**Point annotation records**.
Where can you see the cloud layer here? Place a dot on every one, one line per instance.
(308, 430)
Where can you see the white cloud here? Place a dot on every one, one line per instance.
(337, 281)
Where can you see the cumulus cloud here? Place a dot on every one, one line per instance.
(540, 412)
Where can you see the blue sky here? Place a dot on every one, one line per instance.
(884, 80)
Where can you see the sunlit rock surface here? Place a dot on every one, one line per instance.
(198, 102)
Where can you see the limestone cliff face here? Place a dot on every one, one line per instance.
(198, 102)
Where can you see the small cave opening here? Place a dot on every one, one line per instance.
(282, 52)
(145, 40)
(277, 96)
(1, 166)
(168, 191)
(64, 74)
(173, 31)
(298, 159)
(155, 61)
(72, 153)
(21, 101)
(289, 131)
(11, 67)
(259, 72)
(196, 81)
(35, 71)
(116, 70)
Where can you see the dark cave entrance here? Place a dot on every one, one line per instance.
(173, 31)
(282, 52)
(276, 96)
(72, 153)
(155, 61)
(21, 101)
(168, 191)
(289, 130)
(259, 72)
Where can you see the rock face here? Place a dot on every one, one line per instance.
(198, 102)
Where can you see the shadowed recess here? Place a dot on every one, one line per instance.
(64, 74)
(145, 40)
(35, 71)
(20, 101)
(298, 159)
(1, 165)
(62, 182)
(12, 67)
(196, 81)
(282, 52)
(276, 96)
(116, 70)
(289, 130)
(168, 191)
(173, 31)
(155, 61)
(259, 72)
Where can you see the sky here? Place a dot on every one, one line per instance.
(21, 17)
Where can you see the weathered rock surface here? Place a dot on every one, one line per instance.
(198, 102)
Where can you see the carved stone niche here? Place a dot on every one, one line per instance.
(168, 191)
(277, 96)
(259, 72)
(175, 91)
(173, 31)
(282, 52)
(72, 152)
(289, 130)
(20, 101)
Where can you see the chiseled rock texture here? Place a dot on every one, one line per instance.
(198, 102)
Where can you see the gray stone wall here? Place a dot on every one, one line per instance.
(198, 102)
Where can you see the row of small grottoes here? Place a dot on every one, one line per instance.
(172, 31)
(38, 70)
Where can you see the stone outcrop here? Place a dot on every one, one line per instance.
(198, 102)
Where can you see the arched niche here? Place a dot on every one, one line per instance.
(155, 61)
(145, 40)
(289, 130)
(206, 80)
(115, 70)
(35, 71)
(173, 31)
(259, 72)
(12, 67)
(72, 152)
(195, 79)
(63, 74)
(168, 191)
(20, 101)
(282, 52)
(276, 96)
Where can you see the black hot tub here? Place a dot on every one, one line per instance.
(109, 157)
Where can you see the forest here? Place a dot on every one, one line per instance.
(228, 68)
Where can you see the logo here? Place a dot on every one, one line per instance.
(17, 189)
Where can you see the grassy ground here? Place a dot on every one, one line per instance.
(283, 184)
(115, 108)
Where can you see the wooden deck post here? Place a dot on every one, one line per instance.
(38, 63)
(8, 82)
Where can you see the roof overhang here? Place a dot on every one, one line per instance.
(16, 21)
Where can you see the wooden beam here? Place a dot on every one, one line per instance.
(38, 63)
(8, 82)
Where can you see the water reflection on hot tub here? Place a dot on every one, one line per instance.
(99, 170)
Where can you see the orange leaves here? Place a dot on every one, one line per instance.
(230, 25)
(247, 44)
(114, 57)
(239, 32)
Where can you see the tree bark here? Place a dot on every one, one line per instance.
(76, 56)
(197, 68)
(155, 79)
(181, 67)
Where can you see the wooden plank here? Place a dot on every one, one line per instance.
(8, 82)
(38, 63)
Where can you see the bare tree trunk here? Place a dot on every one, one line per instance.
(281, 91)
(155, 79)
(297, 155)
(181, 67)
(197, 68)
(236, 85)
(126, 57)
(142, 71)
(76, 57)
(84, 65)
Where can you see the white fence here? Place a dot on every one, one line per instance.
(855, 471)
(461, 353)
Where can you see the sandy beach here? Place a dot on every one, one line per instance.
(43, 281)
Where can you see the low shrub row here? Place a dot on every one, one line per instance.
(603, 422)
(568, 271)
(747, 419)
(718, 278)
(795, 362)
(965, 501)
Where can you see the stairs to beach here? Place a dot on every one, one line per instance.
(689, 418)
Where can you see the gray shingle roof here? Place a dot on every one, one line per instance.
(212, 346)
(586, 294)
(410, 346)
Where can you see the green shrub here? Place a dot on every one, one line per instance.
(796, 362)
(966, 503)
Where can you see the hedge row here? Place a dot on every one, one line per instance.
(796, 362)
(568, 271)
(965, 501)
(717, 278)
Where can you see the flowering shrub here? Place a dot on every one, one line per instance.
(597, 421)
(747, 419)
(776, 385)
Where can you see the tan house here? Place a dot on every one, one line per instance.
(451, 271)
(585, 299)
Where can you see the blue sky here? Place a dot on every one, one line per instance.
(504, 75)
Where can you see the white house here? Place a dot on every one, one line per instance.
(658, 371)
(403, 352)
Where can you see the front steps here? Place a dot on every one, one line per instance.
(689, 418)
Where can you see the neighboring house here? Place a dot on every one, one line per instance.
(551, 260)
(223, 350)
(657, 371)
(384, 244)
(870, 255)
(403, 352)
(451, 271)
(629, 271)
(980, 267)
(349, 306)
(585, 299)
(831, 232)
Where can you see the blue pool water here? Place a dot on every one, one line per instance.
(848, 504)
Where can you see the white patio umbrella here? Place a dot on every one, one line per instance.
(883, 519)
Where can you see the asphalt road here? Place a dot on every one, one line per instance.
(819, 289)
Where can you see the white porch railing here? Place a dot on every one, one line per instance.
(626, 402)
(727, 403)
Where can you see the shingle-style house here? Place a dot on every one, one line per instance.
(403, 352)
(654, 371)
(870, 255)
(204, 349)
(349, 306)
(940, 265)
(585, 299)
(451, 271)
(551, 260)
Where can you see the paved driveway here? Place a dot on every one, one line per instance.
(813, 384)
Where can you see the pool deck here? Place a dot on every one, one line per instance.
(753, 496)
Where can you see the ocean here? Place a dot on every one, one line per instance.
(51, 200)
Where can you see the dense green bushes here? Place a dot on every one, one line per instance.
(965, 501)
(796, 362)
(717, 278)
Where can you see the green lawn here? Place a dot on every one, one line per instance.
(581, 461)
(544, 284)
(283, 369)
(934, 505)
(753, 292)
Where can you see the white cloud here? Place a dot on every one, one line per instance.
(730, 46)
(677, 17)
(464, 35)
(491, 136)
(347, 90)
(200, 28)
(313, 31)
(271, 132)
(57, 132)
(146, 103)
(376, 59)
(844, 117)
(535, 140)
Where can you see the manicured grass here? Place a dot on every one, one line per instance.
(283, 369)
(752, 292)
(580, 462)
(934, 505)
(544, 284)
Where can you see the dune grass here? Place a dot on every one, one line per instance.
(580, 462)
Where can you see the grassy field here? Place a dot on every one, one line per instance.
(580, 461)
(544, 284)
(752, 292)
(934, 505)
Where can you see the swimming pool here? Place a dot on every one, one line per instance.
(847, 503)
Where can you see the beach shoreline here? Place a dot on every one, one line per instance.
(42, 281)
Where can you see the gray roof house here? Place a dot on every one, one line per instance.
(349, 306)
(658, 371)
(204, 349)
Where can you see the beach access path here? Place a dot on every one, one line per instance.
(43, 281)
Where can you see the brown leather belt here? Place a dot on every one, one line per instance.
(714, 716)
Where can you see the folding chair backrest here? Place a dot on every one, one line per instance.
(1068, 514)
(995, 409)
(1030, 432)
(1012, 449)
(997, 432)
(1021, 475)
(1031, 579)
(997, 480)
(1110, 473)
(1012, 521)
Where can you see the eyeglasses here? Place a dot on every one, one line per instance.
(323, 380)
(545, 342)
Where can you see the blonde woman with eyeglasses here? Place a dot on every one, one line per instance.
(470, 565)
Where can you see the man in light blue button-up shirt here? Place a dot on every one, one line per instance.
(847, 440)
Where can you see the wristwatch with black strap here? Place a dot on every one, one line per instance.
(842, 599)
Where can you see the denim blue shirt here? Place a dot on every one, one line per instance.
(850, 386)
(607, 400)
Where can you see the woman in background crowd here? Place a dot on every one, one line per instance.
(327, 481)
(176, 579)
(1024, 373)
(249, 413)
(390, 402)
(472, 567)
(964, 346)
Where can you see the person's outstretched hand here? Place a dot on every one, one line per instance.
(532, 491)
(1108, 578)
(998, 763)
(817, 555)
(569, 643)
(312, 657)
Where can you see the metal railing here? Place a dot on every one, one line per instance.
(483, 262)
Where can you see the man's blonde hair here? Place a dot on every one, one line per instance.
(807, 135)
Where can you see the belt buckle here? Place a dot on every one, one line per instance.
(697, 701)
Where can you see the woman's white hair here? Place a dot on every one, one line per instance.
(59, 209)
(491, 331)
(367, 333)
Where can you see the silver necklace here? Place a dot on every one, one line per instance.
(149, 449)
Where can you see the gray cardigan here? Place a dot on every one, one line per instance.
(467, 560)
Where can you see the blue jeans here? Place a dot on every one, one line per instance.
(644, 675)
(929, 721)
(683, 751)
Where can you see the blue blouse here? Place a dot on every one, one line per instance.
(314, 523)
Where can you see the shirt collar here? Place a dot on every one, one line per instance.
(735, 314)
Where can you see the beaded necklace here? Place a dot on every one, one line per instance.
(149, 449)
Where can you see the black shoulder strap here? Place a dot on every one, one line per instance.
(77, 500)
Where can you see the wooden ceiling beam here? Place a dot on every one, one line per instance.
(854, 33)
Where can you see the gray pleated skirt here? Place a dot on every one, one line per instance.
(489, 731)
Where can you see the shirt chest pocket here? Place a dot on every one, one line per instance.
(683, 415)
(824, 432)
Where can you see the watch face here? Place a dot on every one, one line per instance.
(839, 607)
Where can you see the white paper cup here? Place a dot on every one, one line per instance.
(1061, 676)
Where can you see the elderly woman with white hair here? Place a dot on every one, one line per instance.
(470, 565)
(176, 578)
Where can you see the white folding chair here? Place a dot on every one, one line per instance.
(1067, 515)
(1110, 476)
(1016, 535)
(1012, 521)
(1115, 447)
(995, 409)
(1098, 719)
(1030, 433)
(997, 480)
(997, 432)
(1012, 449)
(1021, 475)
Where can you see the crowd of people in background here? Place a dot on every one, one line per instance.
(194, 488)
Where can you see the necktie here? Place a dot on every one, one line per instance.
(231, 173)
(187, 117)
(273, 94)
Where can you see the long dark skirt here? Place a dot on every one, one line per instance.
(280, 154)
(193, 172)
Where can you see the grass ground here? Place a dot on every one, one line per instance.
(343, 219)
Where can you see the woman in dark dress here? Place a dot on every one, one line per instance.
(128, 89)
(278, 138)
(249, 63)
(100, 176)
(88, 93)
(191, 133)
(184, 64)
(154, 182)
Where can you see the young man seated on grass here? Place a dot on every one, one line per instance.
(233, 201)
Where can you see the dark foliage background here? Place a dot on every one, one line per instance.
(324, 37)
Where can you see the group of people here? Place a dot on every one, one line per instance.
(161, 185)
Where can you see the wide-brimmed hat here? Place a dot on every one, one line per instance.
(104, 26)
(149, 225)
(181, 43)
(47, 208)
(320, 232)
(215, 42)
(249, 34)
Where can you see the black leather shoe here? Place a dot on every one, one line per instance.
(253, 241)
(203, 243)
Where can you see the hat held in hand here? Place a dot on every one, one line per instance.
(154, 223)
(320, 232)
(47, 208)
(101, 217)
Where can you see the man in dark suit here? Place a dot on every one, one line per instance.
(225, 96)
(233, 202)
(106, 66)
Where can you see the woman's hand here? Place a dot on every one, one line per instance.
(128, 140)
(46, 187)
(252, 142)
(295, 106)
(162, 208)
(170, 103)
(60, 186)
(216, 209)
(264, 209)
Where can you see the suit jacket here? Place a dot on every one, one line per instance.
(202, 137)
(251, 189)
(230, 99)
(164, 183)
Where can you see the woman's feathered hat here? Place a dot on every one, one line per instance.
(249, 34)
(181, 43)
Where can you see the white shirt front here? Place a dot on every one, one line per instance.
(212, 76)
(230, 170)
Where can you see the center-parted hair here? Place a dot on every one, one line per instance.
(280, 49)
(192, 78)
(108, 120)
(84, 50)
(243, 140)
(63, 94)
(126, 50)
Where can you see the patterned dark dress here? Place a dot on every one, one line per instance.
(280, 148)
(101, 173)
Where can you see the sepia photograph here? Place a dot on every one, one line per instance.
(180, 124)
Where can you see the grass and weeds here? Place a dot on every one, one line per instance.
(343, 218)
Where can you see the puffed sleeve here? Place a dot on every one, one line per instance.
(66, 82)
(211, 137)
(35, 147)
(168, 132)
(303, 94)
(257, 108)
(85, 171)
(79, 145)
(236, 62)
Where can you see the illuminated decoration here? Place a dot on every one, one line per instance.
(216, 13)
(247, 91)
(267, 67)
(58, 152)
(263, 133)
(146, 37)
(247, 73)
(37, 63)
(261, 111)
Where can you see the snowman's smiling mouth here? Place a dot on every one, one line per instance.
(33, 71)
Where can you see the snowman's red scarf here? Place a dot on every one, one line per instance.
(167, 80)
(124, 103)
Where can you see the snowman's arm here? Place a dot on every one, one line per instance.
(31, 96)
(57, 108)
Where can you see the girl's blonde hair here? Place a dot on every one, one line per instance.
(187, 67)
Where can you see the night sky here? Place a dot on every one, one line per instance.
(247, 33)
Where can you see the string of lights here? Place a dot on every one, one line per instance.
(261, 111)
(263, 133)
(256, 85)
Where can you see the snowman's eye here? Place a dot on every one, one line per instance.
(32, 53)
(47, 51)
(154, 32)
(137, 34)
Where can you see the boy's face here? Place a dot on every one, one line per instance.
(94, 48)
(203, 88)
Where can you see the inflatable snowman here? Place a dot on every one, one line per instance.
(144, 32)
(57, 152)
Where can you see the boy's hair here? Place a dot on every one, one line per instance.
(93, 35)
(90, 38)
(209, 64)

**Directive**.
Return the lines beginning at the one that contains "Where can you see the girl's" and continuing through the last line of the data, exactly as they stand and without any others.

**Solution for this exercise**.
Where can you see the girl's blonde hair here? Place a dot on every one, one line per instance.
(187, 67)
Where can you see the night sky here? Place a dot on every one, one line per instance.
(247, 33)
Where can you see the string of lights here? Place a dot on every one, one line per instance.
(261, 111)
(263, 133)
(256, 85)
Where can you see the snowman's eye here? Place a dot on every one, one line per instance.
(32, 53)
(47, 51)
(154, 32)
(137, 34)
Where can you see the boy's face here? Place a dot on every one, one line per instance.
(94, 48)
(203, 88)
Where can you see the inflatable snowman here? Place a dot on every one, one line per instance.
(144, 32)
(57, 152)
Where can you see the boy's hair here? Place a dot on every one, one line per instance.
(93, 35)
(90, 38)
(209, 64)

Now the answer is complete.